● **Aim**:
List every line in the material below that contains the string "purple", matching case exactly.

● **Provided material**:
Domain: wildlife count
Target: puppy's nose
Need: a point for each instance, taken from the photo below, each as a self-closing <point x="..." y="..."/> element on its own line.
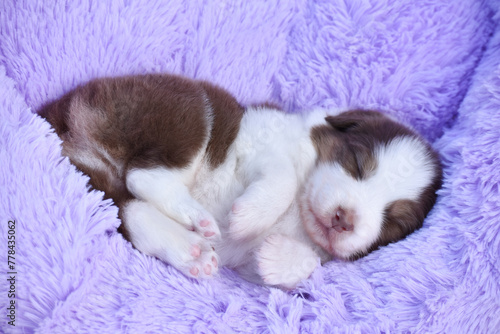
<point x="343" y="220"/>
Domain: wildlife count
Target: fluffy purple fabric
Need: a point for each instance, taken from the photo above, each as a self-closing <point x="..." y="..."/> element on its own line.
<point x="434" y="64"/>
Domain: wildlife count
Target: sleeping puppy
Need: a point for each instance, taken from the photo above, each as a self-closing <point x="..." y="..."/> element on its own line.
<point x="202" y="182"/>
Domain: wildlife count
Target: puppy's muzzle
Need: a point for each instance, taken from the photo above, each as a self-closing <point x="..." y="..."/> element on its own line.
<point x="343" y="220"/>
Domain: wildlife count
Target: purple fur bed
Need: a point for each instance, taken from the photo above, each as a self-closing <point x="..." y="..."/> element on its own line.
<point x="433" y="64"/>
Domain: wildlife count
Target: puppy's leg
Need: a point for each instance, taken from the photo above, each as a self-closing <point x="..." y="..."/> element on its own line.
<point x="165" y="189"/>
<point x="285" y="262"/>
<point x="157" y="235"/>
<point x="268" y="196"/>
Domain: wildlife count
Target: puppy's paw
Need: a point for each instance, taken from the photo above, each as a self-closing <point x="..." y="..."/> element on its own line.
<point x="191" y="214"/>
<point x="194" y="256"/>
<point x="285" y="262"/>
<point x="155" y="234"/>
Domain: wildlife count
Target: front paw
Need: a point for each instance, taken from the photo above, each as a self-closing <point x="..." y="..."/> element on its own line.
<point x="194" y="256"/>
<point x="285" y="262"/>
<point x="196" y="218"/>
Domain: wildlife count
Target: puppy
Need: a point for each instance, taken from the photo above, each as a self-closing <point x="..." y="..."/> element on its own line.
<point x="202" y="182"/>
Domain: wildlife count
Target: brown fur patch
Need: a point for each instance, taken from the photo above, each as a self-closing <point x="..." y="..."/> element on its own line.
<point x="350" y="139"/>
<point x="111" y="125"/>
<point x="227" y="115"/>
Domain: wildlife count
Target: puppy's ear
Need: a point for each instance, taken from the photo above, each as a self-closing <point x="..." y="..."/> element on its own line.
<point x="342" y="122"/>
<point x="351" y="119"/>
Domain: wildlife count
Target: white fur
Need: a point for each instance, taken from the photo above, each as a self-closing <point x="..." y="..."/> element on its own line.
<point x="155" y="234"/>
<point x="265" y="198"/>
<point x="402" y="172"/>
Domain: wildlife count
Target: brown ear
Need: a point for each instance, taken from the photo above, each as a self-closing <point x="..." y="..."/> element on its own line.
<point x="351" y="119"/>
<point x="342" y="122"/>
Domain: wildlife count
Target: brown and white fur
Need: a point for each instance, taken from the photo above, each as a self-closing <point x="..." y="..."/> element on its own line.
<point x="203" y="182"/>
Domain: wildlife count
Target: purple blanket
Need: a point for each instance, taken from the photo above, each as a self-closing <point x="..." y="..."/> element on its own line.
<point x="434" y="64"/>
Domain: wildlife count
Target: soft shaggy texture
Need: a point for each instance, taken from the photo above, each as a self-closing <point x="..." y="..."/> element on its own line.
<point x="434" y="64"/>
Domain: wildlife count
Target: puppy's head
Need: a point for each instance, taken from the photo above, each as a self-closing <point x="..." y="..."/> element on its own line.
...
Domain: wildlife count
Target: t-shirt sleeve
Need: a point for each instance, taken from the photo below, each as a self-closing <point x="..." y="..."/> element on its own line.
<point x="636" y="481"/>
==
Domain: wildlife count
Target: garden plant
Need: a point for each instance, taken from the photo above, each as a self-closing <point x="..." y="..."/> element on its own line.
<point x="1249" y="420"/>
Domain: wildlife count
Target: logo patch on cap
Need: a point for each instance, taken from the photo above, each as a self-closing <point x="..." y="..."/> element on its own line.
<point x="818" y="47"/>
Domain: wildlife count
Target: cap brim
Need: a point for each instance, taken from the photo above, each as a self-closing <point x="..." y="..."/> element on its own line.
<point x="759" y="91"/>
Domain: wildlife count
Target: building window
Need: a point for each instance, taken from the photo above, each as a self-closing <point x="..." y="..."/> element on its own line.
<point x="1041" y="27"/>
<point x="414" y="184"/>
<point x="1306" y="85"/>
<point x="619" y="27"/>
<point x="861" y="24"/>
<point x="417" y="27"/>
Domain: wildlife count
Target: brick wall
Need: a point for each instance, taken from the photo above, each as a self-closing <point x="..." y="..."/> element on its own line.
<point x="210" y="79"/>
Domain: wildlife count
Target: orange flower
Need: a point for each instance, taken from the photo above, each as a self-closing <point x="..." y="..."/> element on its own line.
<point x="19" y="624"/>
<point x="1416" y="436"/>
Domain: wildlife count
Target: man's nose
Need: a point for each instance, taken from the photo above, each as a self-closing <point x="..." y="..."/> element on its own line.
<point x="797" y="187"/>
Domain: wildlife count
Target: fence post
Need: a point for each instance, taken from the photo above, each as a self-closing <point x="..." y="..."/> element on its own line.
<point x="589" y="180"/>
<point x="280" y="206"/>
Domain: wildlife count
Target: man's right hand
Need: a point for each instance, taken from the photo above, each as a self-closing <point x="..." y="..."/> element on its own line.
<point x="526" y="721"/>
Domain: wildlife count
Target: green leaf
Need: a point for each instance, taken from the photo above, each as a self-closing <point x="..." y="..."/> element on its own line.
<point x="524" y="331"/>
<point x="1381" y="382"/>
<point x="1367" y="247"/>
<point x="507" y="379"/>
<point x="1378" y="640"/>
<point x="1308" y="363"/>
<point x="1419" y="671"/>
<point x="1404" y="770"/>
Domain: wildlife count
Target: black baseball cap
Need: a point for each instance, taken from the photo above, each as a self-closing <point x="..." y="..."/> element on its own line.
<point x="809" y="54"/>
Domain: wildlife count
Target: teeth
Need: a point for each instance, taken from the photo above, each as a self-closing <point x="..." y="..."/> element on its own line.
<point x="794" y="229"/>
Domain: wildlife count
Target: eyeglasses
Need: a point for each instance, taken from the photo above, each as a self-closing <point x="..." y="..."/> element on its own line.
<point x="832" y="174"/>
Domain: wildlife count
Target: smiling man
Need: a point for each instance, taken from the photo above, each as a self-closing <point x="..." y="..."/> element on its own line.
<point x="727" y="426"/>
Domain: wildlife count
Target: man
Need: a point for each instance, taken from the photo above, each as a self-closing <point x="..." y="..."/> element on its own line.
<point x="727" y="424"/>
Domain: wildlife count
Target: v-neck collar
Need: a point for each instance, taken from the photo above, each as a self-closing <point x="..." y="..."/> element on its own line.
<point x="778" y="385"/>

● **Expected answer**:
Target: fluffy purple fabric
Target: purple fur bed
Target: purple blanket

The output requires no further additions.